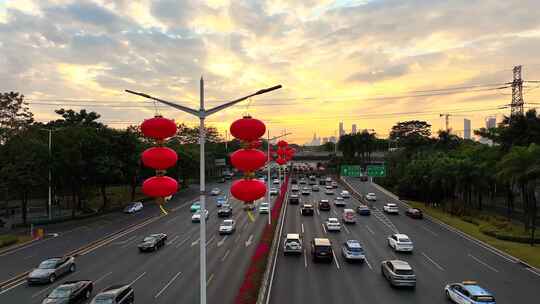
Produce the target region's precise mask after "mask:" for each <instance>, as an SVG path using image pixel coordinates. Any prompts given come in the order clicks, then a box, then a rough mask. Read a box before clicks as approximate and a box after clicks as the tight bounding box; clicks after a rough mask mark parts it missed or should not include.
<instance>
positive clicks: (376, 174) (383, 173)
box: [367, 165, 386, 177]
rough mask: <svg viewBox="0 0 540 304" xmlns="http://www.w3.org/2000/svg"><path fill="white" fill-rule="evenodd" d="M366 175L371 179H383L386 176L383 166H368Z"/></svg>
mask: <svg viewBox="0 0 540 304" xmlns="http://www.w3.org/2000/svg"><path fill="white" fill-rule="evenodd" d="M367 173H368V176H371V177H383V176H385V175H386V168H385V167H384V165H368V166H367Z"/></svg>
───
#### The task:
Restate the data above word for word. Skip every picture.

#### Result:
Produce the target region's precise mask after "mask:" for each <instance>, as an SVG path using image pixel coordinates. Any prompts given come in the order clicks, then a box, then a rough mask. Read a box before clicks as approximate and a box after clicks as the tight bounding box; clicks after a rough mask mark parts it missed or should not include.
<instance>
positive clicks: (376, 174) (383, 173)
box: [367, 165, 386, 177]
rough mask: <svg viewBox="0 0 540 304" xmlns="http://www.w3.org/2000/svg"><path fill="white" fill-rule="evenodd" d="M366 175L371 179H383L386 176L383 166H368Z"/></svg>
mask: <svg viewBox="0 0 540 304" xmlns="http://www.w3.org/2000/svg"><path fill="white" fill-rule="evenodd" d="M367 173H368V176H371V177H383V176H385V175H386V168H385V167H384V165H368V166H367Z"/></svg>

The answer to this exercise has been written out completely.